» SUPPLIED MATERIAL
-- Start --
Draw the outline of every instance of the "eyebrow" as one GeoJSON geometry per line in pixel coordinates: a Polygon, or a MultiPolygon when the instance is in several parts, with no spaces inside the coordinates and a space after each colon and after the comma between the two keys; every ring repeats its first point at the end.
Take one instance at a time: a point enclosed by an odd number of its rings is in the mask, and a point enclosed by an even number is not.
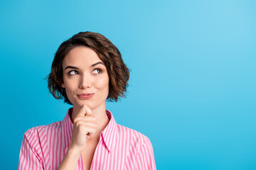
{"type": "MultiPolygon", "coordinates": [[[[92,67],[95,67],[95,65],[97,65],[97,64],[100,64],[104,65],[103,62],[96,62],[96,63],[93,64],[92,65],[91,65],[91,66],[90,67],[90,68],[92,68],[92,67]]],[[[78,67],[74,67],[74,66],[67,66],[67,67],[65,68],[64,70],[65,70],[65,69],[79,69],[78,67]]]]}

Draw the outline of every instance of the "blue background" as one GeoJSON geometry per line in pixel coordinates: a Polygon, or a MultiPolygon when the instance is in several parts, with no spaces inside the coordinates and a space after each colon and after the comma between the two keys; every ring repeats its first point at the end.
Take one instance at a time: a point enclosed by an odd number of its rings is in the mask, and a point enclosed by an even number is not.
{"type": "Polygon", "coordinates": [[[132,69],[119,124],[151,141],[158,169],[256,169],[256,1],[1,1],[1,169],[23,133],[72,106],[43,79],[60,43],[98,32],[132,69]]]}

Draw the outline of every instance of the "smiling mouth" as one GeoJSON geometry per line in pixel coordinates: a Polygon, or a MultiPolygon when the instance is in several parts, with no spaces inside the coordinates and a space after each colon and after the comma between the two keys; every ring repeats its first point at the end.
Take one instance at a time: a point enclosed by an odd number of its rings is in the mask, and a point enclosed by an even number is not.
{"type": "Polygon", "coordinates": [[[94,94],[95,94],[92,93],[82,94],[78,94],[78,96],[80,99],[88,99],[92,97],[94,94]]]}

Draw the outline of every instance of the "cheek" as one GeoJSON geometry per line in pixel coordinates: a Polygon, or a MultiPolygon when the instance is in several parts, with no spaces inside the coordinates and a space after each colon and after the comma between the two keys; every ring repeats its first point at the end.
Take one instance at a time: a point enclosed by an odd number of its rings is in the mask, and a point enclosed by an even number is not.
{"type": "Polygon", "coordinates": [[[98,89],[105,89],[108,88],[109,86],[109,79],[105,78],[99,79],[95,81],[95,86],[98,89]]]}

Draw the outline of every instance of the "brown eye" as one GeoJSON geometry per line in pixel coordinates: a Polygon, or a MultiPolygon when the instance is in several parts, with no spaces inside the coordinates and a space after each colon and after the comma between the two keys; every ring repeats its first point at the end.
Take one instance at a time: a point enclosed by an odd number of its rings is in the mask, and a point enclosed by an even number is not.
{"type": "Polygon", "coordinates": [[[95,70],[93,70],[93,73],[96,74],[100,74],[101,72],[102,72],[102,70],[101,69],[95,69],[95,70]]]}
{"type": "Polygon", "coordinates": [[[72,71],[70,71],[70,72],[68,72],[68,74],[70,74],[70,75],[77,74],[75,74],[75,72],[78,73],[77,71],[75,71],[75,70],[72,70],[72,71]],[[72,72],[74,72],[74,74],[71,74],[72,72]]]}

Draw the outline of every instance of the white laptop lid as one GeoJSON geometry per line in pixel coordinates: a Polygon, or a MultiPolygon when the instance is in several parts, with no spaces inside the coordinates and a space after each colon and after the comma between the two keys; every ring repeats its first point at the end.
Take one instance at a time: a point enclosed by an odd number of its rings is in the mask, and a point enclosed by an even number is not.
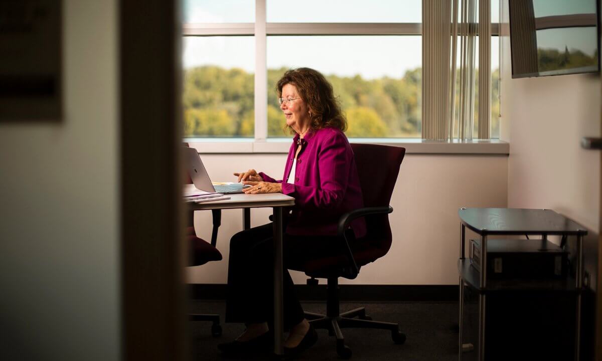
{"type": "Polygon", "coordinates": [[[203,162],[200,160],[199,153],[194,148],[184,147],[184,161],[186,164],[186,170],[192,179],[193,183],[196,189],[205,191],[205,192],[215,192],[216,189],[213,187],[211,179],[209,177],[207,171],[203,165],[203,162]]]}

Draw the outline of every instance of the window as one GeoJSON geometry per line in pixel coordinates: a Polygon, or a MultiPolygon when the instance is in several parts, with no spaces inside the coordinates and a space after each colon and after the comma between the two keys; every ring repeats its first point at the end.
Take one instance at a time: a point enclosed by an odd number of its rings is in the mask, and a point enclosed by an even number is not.
{"type": "MultiPolygon", "coordinates": [[[[499,0],[492,1],[496,22],[499,0]]],[[[307,0],[291,11],[291,3],[279,0],[184,0],[185,136],[256,142],[290,137],[283,131],[276,83],[287,69],[307,66],[333,84],[350,138],[420,138],[421,4],[307,0]]],[[[497,137],[494,38],[491,119],[497,137]]]]}

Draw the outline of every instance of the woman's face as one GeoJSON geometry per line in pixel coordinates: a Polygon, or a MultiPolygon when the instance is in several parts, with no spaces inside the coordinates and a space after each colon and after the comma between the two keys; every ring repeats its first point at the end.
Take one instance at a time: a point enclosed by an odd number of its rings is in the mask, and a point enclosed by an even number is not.
{"type": "Polygon", "coordinates": [[[295,99],[283,102],[280,105],[280,108],[287,119],[287,125],[297,133],[305,131],[306,127],[309,125],[309,108],[297,92],[297,87],[291,84],[285,84],[282,87],[282,97],[284,99],[295,99]]]}

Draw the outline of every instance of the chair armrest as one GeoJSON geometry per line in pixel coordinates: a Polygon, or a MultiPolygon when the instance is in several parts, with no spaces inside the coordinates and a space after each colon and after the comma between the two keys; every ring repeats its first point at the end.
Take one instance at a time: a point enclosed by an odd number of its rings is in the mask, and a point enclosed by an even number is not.
{"type": "Polygon", "coordinates": [[[369,214],[388,214],[393,211],[393,208],[391,206],[386,207],[364,207],[358,209],[354,209],[351,212],[348,212],[339,218],[338,234],[340,238],[343,241],[343,247],[344,248],[345,255],[347,261],[349,262],[350,269],[348,270],[346,275],[350,279],[355,279],[359,273],[359,268],[355,262],[355,258],[353,258],[353,252],[351,250],[349,245],[349,241],[347,239],[345,230],[349,226],[349,223],[355,219],[368,215],[369,214]]]}
{"type": "Polygon", "coordinates": [[[349,223],[352,221],[361,217],[368,215],[368,214],[389,214],[393,211],[393,208],[391,206],[386,207],[364,207],[354,209],[351,212],[347,212],[339,218],[338,227],[337,233],[340,236],[343,236],[345,233],[345,230],[349,226],[349,223]]]}

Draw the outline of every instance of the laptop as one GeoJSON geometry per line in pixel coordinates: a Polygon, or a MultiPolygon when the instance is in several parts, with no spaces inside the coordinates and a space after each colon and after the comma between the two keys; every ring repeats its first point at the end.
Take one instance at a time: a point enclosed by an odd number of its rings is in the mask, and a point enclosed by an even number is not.
{"type": "Polygon", "coordinates": [[[243,193],[242,183],[223,185],[214,185],[209,177],[207,171],[205,169],[205,165],[203,165],[203,162],[201,161],[200,156],[196,149],[189,147],[184,147],[184,148],[186,169],[188,170],[188,174],[190,175],[190,178],[192,179],[192,182],[194,184],[196,189],[205,192],[217,192],[224,194],[243,193]]]}

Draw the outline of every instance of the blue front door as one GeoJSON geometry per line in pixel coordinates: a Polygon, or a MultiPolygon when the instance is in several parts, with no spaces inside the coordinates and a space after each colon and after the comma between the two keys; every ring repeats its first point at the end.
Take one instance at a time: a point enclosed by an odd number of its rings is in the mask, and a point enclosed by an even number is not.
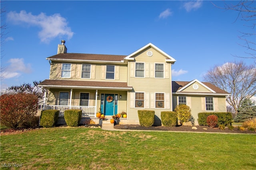
{"type": "Polygon", "coordinates": [[[114,94],[106,94],[105,95],[105,111],[106,115],[114,115],[114,104],[115,101],[114,94]]]}

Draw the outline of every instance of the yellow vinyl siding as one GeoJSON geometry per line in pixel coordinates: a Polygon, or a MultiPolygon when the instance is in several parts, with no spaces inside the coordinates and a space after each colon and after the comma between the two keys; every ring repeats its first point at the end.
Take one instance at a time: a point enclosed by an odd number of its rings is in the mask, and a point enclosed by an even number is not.
{"type": "Polygon", "coordinates": [[[195,82],[192,84],[191,84],[188,87],[182,90],[183,92],[212,92],[210,90],[207,89],[205,87],[204,87],[202,85],[198,83],[197,82],[195,82]],[[194,89],[193,88],[193,85],[196,84],[198,86],[198,89],[194,89]]]}

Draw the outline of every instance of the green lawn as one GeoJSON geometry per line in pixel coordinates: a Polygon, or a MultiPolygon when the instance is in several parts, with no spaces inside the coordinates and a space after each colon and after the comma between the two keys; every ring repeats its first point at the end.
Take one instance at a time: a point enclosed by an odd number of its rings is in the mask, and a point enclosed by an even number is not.
{"type": "Polygon", "coordinates": [[[255,135],[56,127],[2,135],[0,147],[1,170],[256,169],[255,135]]]}

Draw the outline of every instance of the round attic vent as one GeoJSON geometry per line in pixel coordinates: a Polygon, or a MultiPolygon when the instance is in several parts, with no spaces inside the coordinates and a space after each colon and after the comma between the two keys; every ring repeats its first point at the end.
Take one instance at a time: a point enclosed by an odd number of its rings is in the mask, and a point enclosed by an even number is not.
{"type": "Polygon", "coordinates": [[[153,55],[153,53],[151,51],[148,51],[147,52],[147,55],[148,57],[151,57],[153,55]]]}
{"type": "Polygon", "coordinates": [[[193,88],[195,90],[198,89],[198,85],[196,84],[194,84],[193,85],[193,88]]]}

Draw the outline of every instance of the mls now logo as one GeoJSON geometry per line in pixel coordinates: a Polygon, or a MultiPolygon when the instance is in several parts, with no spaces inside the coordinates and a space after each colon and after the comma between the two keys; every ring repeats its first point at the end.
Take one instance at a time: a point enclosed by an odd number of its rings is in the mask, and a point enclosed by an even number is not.
{"type": "Polygon", "coordinates": [[[10,163],[4,163],[4,164],[1,163],[1,167],[21,167],[22,166],[22,164],[16,164],[13,163],[11,164],[10,163]]]}

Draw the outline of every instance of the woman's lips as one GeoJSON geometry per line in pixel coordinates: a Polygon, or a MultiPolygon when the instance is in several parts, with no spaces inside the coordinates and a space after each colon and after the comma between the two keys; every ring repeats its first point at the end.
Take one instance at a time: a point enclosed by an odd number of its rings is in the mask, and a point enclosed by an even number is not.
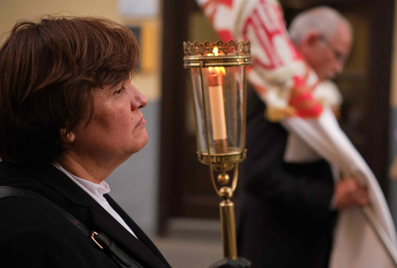
{"type": "Polygon", "coordinates": [[[146,120],[145,120],[145,119],[144,118],[143,116],[142,118],[140,120],[139,120],[139,121],[138,122],[138,124],[137,124],[137,125],[135,126],[135,128],[134,128],[134,129],[139,128],[140,126],[145,126],[146,124],[146,120]]]}

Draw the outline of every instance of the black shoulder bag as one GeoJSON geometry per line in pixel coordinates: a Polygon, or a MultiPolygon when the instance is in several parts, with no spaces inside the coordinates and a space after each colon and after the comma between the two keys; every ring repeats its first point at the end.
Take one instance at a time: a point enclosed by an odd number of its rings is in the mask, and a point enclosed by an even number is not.
{"type": "Polygon", "coordinates": [[[143,268],[133,258],[119,249],[106,234],[94,230],[90,231],[80,221],[44,196],[35,192],[8,186],[0,186],[0,199],[18,197],[35,200],[56,209],[65,218],[91,239],[101,249],[103,249],[121,268],[143,268]]]}

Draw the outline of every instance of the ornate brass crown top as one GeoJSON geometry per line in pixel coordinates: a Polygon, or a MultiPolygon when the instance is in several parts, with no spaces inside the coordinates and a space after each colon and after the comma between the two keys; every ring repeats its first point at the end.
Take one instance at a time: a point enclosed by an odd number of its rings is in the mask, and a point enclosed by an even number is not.
{"type": "Polygon", "coordinates": [[[249,55],[250,45],[249,41],[241,41],[237,42],[231,40],[225,42],[217,41],[211,42],[206,41],[203,43],[190,42],[183,42],[183,50],[187,56],[207,56],[217,54],[227,55],[234,54],[236,55],[249,55]],[[215,50],[214,50],[214,49],[215,50]]]}
{"type": "Polygon", "coordinates": [[[183,42],[185,68],[251,65],[249,41],[183,42]]]}

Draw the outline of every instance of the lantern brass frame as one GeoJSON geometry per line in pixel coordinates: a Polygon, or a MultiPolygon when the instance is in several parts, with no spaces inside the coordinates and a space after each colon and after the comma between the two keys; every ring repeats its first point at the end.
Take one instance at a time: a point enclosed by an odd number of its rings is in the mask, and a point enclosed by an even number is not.
{"type": "Polygon", "coordinates": [[[225,258],[235,260],[237,258],[237,245],[236,241],[236,230],[234,214],[234,205],[230,198],[237,186],[238,178],[238,163],[245,158],[246,118],[247,111],[247,77],[246,67],[252,64],[249,41],[237,42],[231,40],[224,42],[221,41],[204,43],[189,42],[183,42],[185,56],[183,67],[185,69],[200,68],[201,94],[204,109],[204,121],[206,134],[207,152],[201,151],[198,136],[198,122],[196,103],[194,101],[195,92],[191,73],[189,74],[190,88],[193,97],[196,123],[196,141],[198,161],[209,166],[210,175],[212,185],[218,195],[223,198],[219,204],[222,240],[223,243],[224,255],[225,258]],[[214,48],[217,47],[220,52],[215,55],[213,53],[214,48]],[[239,152],[224,153],[211,153],[210,140],[208,115],[205,103],[205,91],[203,81],[203,68],[210,67],[231,66],[243,67],[243,119],[242,126],[241,151],[239,152]],[[214,171],[221,172],[218,176],[218,182],[226,185],[229,182],[229,175],[226,173],[234,168],[233,178],[231,186],[224,186],[218,189],[215,182],[214,171]]]}

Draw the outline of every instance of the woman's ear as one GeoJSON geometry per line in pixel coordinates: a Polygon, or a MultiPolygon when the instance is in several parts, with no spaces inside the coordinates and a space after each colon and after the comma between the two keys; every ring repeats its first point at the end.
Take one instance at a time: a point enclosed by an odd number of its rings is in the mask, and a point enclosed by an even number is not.
{"type": "Polygon", "coordinates": [[[74,133],[72,131],[67,131],[65,128],[61,128],[59,130],[61,136],[61,140],[66,143],[72,143],[74,141],[74,133]]]}

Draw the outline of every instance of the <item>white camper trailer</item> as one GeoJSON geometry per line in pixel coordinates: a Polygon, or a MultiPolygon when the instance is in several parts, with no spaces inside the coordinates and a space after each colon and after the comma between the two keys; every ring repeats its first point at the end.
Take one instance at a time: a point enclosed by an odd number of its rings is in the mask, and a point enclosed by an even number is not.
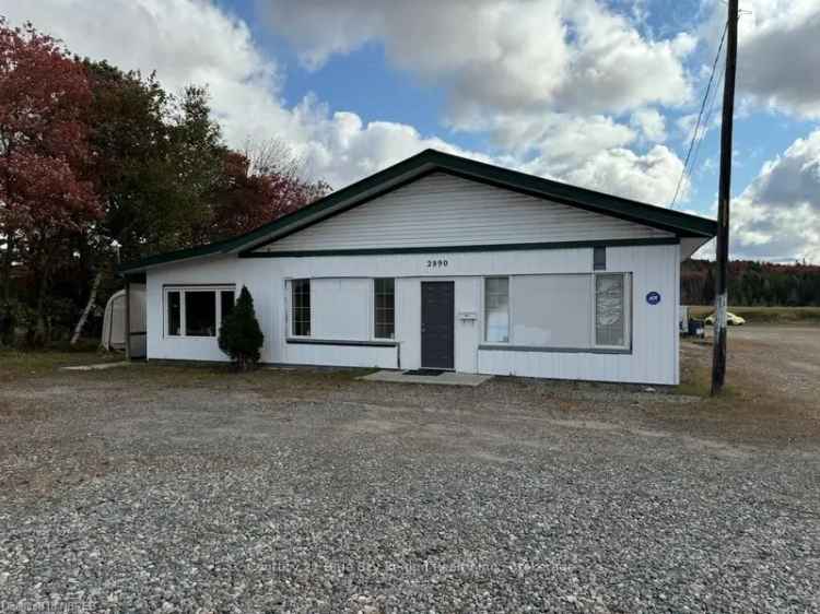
-- End --
» OBJECTIVE
Reproduce verbatim the part of the material that begins with the line containing "Draw the outline of every instance of the woman's ear" and runs through the end, leaving out the pictures.

» ANSWER TO THE EXERCISE
Draw the outline of every instance of the woman's ear as one GeoJSON geometry per line in pixel coordinates: a Polygon, or a MultiPolygon when the instance is in several parts, with no spaces inside the coordinates and a space after each colon and after the comma between the two keys; every ring repeats its first point at the end.
Take one instance at a time: a point enclosed by an odd number of its rings is in the mask, and a point enclosed by an even number is not.
{"type": "Polygon", "coordinates": [[[74,133],[72,131],[67,131],[65,128],[61,128],[59,130],[61,136],[61,140],[66,143],[72,143],[74,141],[74,133]]]}

Draw the outline of every instance of the <item>white camper trailer</item> as one GeoJSON geometry per line in pixel coordinates: a Polygon, or a MultiPolygon when the instance is in several parts, with no spaces inside the coordinates and a space after each colon and after the comma between the two keys; every ring repeats its first point at the end.
Take one instance at a time: a point enclosed by an odd number of its rings is in the mask, and a point enclosed by an even number is not.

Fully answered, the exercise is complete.